▶ **TASK**
Output only the lines from the one holding "point: light colored" to the end of the data below, please, copied exactly.
— BEGIN GIVEN INFORMATION —
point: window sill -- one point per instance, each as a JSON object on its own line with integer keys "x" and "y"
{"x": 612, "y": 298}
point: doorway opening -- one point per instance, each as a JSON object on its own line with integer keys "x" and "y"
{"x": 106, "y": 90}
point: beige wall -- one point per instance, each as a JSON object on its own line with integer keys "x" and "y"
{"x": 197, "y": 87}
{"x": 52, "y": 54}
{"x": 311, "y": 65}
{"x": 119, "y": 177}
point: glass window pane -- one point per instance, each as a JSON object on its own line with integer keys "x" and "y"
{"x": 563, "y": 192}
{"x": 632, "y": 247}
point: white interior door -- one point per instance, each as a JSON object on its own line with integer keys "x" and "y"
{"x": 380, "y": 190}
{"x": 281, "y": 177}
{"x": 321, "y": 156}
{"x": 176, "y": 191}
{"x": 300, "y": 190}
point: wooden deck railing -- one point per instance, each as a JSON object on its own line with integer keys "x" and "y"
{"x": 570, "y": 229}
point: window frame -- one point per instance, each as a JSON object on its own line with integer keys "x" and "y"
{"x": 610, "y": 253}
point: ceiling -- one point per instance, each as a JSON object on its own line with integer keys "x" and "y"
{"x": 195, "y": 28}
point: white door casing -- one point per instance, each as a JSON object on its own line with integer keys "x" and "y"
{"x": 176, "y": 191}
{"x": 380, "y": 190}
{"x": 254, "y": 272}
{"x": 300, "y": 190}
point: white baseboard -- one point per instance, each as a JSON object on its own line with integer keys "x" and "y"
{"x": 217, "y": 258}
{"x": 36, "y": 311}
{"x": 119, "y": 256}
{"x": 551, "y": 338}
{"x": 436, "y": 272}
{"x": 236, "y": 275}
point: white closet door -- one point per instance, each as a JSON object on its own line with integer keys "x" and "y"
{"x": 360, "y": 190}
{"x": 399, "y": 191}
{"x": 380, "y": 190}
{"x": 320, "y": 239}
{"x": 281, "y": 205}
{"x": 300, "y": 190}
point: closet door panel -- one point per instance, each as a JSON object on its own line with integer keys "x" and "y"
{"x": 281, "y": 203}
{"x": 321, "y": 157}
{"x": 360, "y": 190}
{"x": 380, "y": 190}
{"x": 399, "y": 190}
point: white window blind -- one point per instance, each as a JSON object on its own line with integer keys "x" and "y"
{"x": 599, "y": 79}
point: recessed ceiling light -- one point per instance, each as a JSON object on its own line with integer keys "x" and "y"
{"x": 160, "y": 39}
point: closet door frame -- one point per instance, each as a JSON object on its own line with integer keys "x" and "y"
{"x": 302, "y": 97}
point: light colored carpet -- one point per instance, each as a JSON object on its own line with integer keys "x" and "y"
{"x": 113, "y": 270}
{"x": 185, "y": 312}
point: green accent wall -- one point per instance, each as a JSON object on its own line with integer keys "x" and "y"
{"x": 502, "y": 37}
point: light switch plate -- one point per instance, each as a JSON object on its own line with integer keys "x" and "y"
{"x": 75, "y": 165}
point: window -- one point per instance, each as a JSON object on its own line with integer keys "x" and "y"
— END GIVEN INFORMATION —
▶ **SOLUTION FOR THIS PROBLEM**
point: light colored carpet -- one point per instance, each as a JSON object on its own line with integer keys "x" and "y"
{"x": 113, "y": 270}
{"x": 185, "y": 312}
point: green accent wall -- one point per instance, each as a JSON object on its own line with integer keys "x" and "y"
{"x": 502, "y": 37}
point: light switch plate -- one point per instance, each as a JSON object on its own line with integer keys "x" and "y"
{"x": 75, "y": 165}
point: window -- one point per instance, each as a JSON object on its own line with integer keys "x" and "y"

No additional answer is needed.